Die Grundschnelligkeit ist einer der entscheidenden, aber oft unterschätzten Bausteine im Lauftraining – egal, ob du Freizeitläuferin oder ambitionierter Marathonläufer bist. Wer an seiner Geschwindigkeit feilen möchte, denkt oft an Tempoeinheiten oder lange Ausdauerläufe. Doch die Basis für jede Form von Tempohärte ist die Grundschnelligkeit. In diesem Artikel erklären wir, was es mit diesem Begriff auf sich hat, wie du deine Grundschnelligkeit verbessern kannst und warum sie eine Schlüsselrolle für dein gesamtes Leistungspotenzial spielt.
Was ist die Grundschnelligkeit?

☆ ☆ ☆ ☆

◆ Zu lösende Aufgabe
Führe bitte den Text über die Grundschnelligkeit im Anschluss an die Zwischenüberschrift „Was ist die Grundschnelligkeit?“ fort. Die anschließenden Daten sind eigenständiges Material und gehören nicht zum Text über die Grundschnelligkeit.

◆ Bereitgestellte Daten
☆ ☆ ☆ ☆

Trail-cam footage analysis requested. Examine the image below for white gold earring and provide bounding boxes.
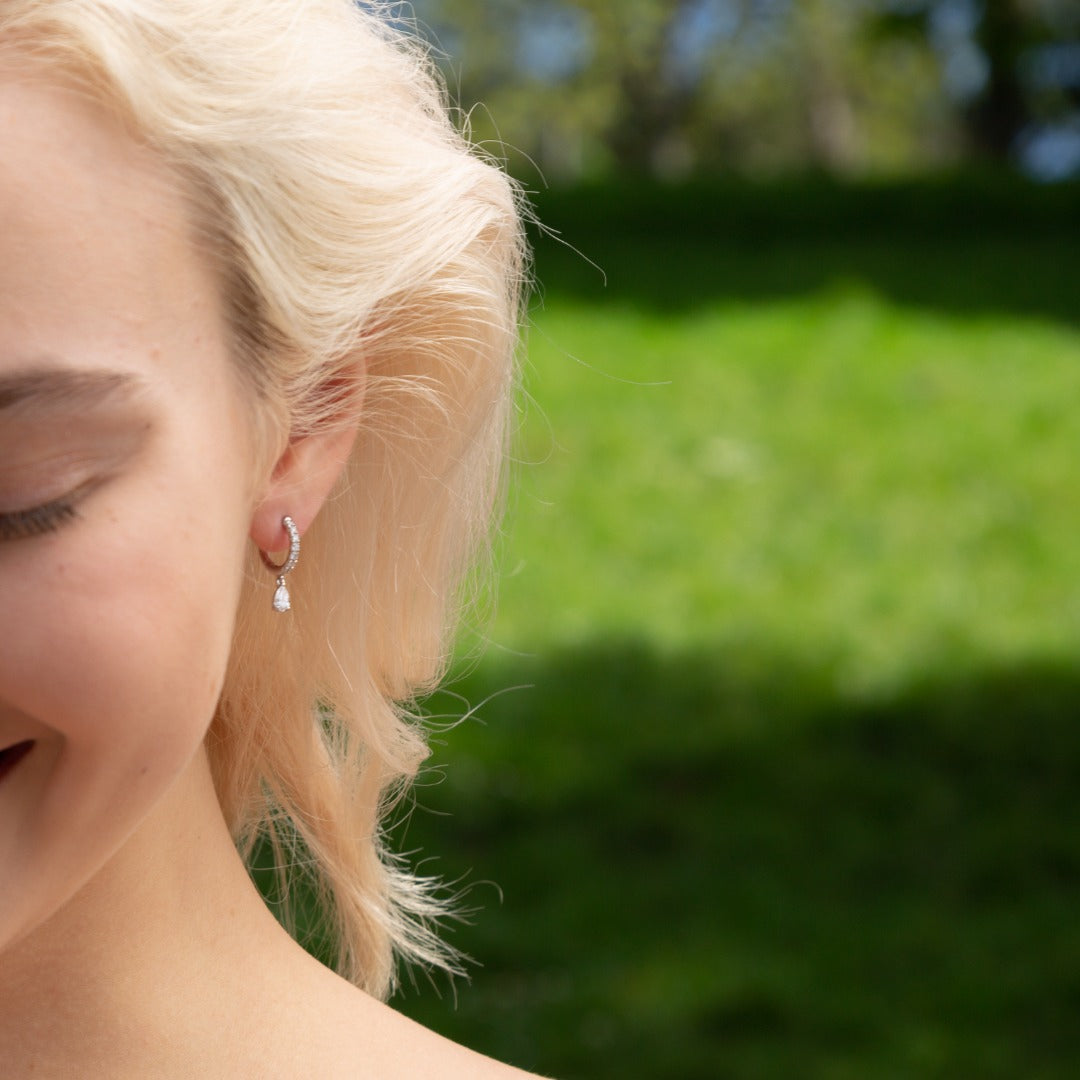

☆ ☆ ☆ ☆

◆ Ergebnis der Übung
Zu den konditionellen Fähigkeiten zählt neben Kraft, Ausdauer, Koordination und Beweglichkeit natürlich auch Schnelligkeit. Grundschnelligkeit bildet „eine allgemeine Grundlage für die Ausprägung der speziellen Schnelligkeitsfähigkeiten als leistungsbestimmende Faktoren“, steht im Lexikon sportwissenschaftlicher Begriffe. Wer über eine gute Grundschnelligkeit verfügt, kann nicht nur schnell rennen, sondern auch generell unterschiedliche sportliche Bewegungen schnell ausführen. Beim Laufen meint die Grundschnelligkeit das Leistungsvermögen auf im Vergleich zur Wettkampfdistanz sehr kurzen Strecken, also die maximale Sprintgeschwindigkeit. Sie ist aber auch leistungsbestimmend bei längeren Wettkämpfen, denn auch mit idealem Ausdauertraining ist dein maximales Renntempo durch deine Unterdistanzleistungsfähigkeit beschränkt.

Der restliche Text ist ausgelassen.